# RECORDS FOR THIS TASK

☆ ☆ ☆

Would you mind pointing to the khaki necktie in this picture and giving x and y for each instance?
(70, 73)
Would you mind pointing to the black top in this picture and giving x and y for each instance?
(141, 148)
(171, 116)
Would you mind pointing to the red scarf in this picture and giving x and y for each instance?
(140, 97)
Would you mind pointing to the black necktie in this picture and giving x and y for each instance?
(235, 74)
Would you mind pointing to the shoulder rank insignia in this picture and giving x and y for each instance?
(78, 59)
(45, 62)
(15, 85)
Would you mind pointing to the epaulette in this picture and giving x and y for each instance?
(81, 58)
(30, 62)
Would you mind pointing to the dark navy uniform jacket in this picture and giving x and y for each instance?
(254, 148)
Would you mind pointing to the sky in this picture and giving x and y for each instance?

☆ ☆ ☆

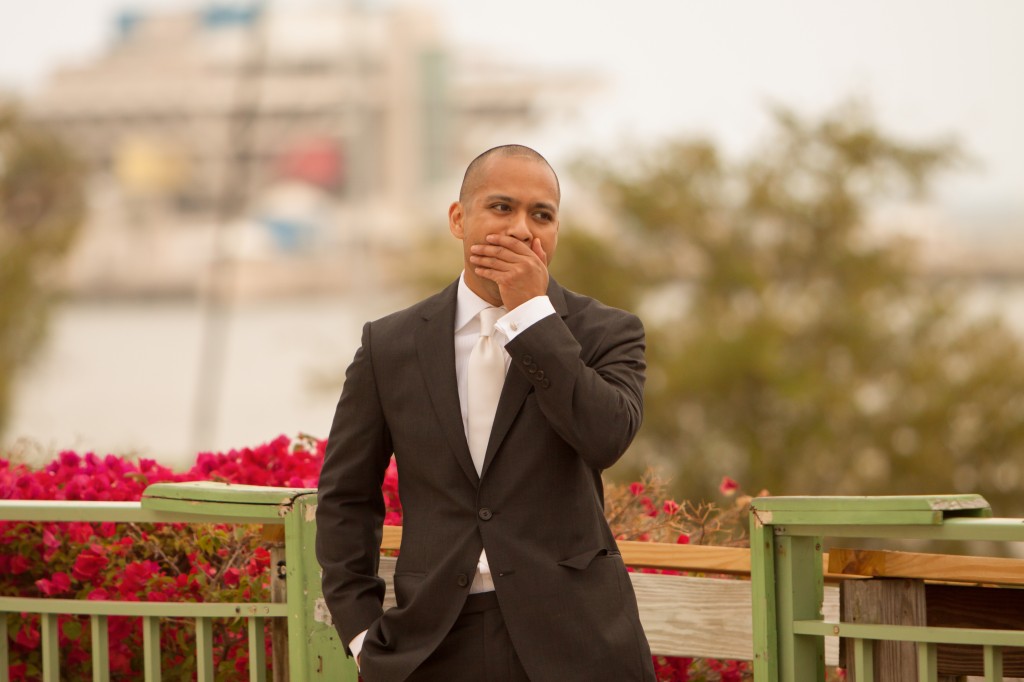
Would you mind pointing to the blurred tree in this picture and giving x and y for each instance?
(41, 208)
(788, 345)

☆ ☆ ☆

Show each line of the data above that contains the word "black", copied in full.

# SOLUTION TO THE PROBLEM
Would you mind pointing to the black top in this picture and giving x and y for each instance?
Would you mind pointing to the black necktie in this picture and giving x and y for each instance?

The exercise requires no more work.